Task A: In the passage on the S3 steps below, which layer performs feature fusion on the attention vector to obtain the predicted mos value?
Task B: Write the next part of the passage on the S3 steps below, beginning right after step S35.

Extract to read:

◆ ◆ ◆ ◆

Specifically, the S3 includes:
S31, differentially enhancing the high-frequency components in the long speech information frame to obtain an information frame, segmenting and windowing the information frame, and then converting the processed information frame into a power spectrum by using Fast Fourier Transform (FFT), and dot-producting the power spectrum with mel filter banks to generate a mel spectrogram;
S32, resampling the mel spectrogram segment based on a convolutional neural network containing a convolutional layer and adaptive pooling to generate a feature vector;
S33, extracting attention from the feature vector and generating an attention vector based on the transformer attention layer and the multi-head attention model;
S34, performing feature fusion on the attention vector based on the self-attention pooling layer to obtain a predicted mos value; and
S35, linking the mos value and the corresponding long speech information frame to generate real-time measurement data.

◆ ◆ ◆ ◆

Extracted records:
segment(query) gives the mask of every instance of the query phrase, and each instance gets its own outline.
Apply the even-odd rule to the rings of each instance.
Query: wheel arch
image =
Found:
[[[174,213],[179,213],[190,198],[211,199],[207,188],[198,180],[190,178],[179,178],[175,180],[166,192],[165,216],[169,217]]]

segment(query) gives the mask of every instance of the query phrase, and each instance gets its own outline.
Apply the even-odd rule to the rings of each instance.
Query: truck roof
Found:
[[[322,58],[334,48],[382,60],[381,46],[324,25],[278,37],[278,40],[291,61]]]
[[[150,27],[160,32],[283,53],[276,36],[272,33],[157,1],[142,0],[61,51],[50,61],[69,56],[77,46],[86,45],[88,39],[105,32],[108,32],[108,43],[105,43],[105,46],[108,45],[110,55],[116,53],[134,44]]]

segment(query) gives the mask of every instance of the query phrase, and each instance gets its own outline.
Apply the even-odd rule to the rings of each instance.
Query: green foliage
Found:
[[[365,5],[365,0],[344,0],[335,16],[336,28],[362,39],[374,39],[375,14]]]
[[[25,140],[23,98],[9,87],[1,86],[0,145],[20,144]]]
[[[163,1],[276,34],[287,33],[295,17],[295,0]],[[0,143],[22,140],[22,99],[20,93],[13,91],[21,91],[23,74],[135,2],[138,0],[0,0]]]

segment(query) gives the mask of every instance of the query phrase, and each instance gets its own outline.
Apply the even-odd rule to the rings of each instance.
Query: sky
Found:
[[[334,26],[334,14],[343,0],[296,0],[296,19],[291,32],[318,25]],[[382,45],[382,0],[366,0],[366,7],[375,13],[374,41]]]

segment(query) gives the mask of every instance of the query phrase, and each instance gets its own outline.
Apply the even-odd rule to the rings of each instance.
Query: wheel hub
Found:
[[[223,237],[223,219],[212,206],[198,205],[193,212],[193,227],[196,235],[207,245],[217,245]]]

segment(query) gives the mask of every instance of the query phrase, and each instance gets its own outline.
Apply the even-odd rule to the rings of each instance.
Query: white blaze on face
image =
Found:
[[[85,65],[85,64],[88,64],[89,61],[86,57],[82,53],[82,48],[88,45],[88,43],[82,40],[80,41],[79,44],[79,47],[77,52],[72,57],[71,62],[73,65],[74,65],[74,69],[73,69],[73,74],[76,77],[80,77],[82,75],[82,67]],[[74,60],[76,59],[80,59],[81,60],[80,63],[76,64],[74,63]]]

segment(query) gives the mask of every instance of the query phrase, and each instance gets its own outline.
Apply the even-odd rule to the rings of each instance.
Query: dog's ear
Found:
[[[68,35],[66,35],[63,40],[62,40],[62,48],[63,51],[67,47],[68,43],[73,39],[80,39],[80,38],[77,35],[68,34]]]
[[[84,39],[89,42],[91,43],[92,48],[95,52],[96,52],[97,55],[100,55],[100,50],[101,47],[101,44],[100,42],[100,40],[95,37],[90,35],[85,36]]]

◆ ◆ ◆ ◆

Exercise output A: The self-attention pooling layer.

Exercise output B:
Specifically, in the measuring method provided by the present application, the S1 is for processing and generating the real-time speech information frame. Referring to FIG. 1 , the real-time analysis thread stores the speech data in the internal memory in the form of bit, and at the same time, the real-time recording thread starts timing, and takes the speech data out of the internal memory at a time interval of 0.1 second and stamps the speech data with a time tag for the first time of encapsulating. After the encapsulating, the speech data is encapsulated with the control data for the second time to form a speech information frame. Among them, the control data include latitude and longitude of aircraft, wind speed, and some real-time air traffic control data. The generated speech information frame is the minimum processing information unit for the subsequent steps.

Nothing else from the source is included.